■ EXTRAIT PROPOSÉ
-.-.-
1.         Si j’applique les conditions que j’ai énoncées à la preuve en l’espèce telle que le juge en chambre l’a appréciée, je suis d’avis qu’il est satisfait à chacune d’elles.  Les intimés ne disposent pas de ressources suffisantes et ne peuvent faire entendre leur cause sans ordonnance de paiement d’une provision pour frais.  L’affaire vaut d’être instruite.  Les questions que l’on cherche à soulever au procès sont d’une importance cruciale pour la population de la Colombie-Britannique, tant autochtone que non autochtone, et une décision à leur égard constituerait un pas majeur vers le règlement des nombreux problèmes en suspens entre la Couronne et les Autochtones dans cette province.  Bref, les circonstances de l’espèce sont effectivement particulières, voire exceptionnelles.  [Je souligne; par. 46.]

 

[86]     Toutefois, en énonçant le critère dans le contexte d’une instance d’intérêt public, au par. 40 de l’arrêt Okanagan, la Cour a décrit la troisième condition des circonstances particulières ou spéciales sous l’angle de l’intérêt public, sans mentionner expressément les circonstances particulières ou spéciales.  Le troisième volet du critère y est décrit ainsi : « 3.  Les questions soulevées dépassent le cadre des intérêts du plaideur, revêtent une importance pour le public et n’ont pas encore été tranchées. »

 

[87]     Malgré la formulation restrictive du troisième volet du critère figurant au par. 40 de l’arrêt Okanagan, il ressort clairement de la teneur globale des motifs de cet arrêt que la Cour n’entendait pas déroger à la condition de common law selon laquelle la provision pour frais ne peut être ordonnée que si l’existence de circonstances particulières est préalablement établie.  Le critère applicable à la provision pour frais dans une instance d’intérêt public ne devrait pas être moins exigeant que celui généralement applicable en matière de provision pour frais.  En fait, rien ne justifie qu’ils diffèrent.  Comme nous l’avons vu, la Cour a confirmé que, dans l’application du critère, il faut se demander non seulement si l’affaire est d’intérêt public, mais également si l’on est en présence des circonstances très particulières qui sont requises pour justifier cette ordonnance exceptionnelle.
-.-.-
■ OBJECTIF VISÉ
Veuillez prolonger l'extrait sur la provision pour frais en reprenant immédiatement après sa dernière phrase.
-.-.-
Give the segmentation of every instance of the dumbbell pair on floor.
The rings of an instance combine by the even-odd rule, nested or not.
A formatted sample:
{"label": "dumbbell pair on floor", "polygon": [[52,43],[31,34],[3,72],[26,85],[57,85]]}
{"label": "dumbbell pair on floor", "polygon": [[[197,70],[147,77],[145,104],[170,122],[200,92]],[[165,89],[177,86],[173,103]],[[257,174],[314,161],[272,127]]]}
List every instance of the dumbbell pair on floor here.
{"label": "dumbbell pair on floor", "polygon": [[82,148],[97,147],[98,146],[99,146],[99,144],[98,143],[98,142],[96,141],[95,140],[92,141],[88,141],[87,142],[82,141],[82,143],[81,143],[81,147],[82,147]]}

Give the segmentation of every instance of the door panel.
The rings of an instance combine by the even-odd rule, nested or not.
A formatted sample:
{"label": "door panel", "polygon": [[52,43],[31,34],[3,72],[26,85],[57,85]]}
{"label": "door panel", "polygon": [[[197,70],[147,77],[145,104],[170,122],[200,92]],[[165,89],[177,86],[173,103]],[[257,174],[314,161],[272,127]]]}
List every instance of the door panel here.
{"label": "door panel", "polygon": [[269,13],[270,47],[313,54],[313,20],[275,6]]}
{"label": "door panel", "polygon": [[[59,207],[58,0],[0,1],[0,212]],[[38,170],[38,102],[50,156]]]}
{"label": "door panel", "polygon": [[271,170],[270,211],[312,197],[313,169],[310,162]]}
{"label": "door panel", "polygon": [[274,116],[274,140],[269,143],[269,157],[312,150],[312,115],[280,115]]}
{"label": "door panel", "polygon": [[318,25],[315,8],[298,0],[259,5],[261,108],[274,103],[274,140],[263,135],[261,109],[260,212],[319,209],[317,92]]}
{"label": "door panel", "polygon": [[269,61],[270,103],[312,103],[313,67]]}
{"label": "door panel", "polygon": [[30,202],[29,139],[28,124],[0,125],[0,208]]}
-.-.-
■ RÉPONSE ATTENDUE
 

[88]     Je tiens donc pour acquis que les trois conditions qui doivent être réunies pour qu’une ordonnance accordant une provision pour frais soit rendue sont les suivantes : (1) le manque de ressources, (2) l’affaire vaut d’être instruite et (3) l’existence de circonstances particulières justifiant l’exercice exceptionnel de ce pouvoir judiciaire.  Cette formulation diffère de celle de mes collègues les juges Bastarache et LeBel en ce que la troisième condition veut non seulement que l’affaire soit d’intérêt public, mais qu’elle présente des circonstances particulières au sens indiqué.  On a conclu que la troisième condition, celle des circonstances particulières, était remplie dans des affaires concernant les fiducies, le soutien familial, les sociétés et la faillite, et, dans l’arrêt Okanagan, dans des affaires soulevant des questions d’importance pour le public.  Cependant, l’importance pour le public n’est pas suffisante en soi pour remplir la troisième condition.  En définitive, il s’agit de savoir si l’affaire d’intérêt public présente des circonstances particulières.  Comme pour toutes les ordonnances d’equity, cette ordonnance relève du pouvoir discrétionnaire du tribunal, qui peut la rendre seulement s’il est établi que les conditions sont remplies.  En l’absence de ces conditions, l’ordonnance ne peut pas être rendue.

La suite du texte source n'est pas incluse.